» Activity
The response must consist of the lines below from the one with "Phrase: swimmer's head" through the one with "Phrase: swimmer's arm", exactly as they appear and with both ends kept.

» Records for the task
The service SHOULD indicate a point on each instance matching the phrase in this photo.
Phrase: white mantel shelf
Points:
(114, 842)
--
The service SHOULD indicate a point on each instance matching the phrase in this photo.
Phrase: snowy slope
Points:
...
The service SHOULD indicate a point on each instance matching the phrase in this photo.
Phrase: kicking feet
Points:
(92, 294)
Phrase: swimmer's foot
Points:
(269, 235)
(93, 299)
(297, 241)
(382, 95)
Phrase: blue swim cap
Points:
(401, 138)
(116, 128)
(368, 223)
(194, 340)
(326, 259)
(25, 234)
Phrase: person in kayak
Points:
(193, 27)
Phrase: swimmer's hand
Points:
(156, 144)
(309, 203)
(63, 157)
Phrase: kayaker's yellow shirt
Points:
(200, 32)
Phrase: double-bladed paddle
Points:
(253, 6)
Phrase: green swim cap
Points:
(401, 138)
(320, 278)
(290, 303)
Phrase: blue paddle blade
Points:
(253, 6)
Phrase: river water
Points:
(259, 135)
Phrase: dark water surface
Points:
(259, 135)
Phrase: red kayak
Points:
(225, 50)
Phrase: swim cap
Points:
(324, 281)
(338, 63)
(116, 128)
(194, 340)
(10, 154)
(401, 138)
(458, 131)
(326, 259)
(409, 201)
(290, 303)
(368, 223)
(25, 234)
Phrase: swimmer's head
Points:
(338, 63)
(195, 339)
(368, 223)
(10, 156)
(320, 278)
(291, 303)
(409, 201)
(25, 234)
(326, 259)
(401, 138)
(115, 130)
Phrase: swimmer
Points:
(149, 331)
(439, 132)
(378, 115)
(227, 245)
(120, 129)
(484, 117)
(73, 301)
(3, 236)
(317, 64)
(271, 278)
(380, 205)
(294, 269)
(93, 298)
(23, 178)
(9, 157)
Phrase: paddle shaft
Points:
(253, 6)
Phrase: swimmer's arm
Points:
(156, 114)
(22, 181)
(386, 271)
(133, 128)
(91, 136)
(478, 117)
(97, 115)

» Result
Phrase: swimmer's head
Points:
(338, 63)
(195, 339)
(368, 223)
(10, 156)
(320, 278)
(291, 303)
(409, 201)
(25, 234)
(326, 259)
(401, 138)
(115, 130)
Phrase: swimmer
Points:
(149, 331)
(439, 132)
(378, 115)
(227, 245)
(120, 129)
(484, 117)
(73, 301)
(3, 236)
(317, 64)
(271, 278)
(380, 205)
(294, 269)
(93, 298)
(23, 178)
(9, 157)
Phrase: paddle shaft
Points:
(253, 6)
Phrase: swimmer's arm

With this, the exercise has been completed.